Der Text:
=====
Management

GET FIT-Gründer Eugen Leibman und Franchisenehmer Hassan Chilli im Interview

Die Studiokette GET FIT ist schnell gewachsen. Bereits 20 Anlagen des personalreduzierten Studiokonzeptes gibt es. Vor allem die Vorverkaufszahlen der einzelnen Standorte sind beachtlich. Wir haben mit GET FIT-Gründer Eugen Leibman und Franchisenehmer Hassan Chilli über die aus ihrer Sicht wichtigsten Erfolgsfaktoren des Vorverkaufs gesprochen.

Das Wichtigste in Kürze:

  • Ein perfekter Vorverkauf existiert nicht, stattdessen gibt es Erfolgsfaktoren wie Zeitpunkt, Standort und Omnipräsenz.
  • Kreative Ansätze wie Media Days, VIP-Neueröffnungseinladungen und attraktive Frühbucherrabatte sind hilfreich für eine erfolgreiche Neueröffnungskampagne.
=====
Liste der Einträge:
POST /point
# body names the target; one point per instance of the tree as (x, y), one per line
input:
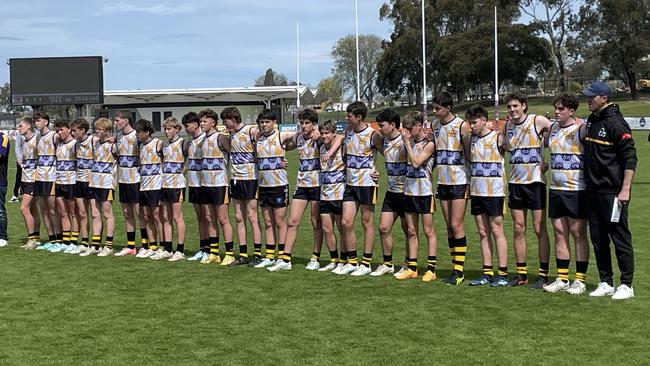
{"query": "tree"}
(345, 64)
(618, 32)
(554, 22)
(271, 78)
=====
Deine Aufgabe:
Erkläre in ein bis drei Sätzen, warum der Text über den Vorverkauf bei GET FIT Media Days, VIP-Neueröffnungseinladungen und attraktive Frühbucherrabatte nennt.

Ergebnis hier:
Der Text zählt Media Days, VIP-Neueröffnungseinladungen und attraktive Frühbucherrabatte zu den kreativen Ansätzen. Sie werden genannt, weil sie dabei helfen, eine Neueröffnungskampagne erfolgreich zu machen.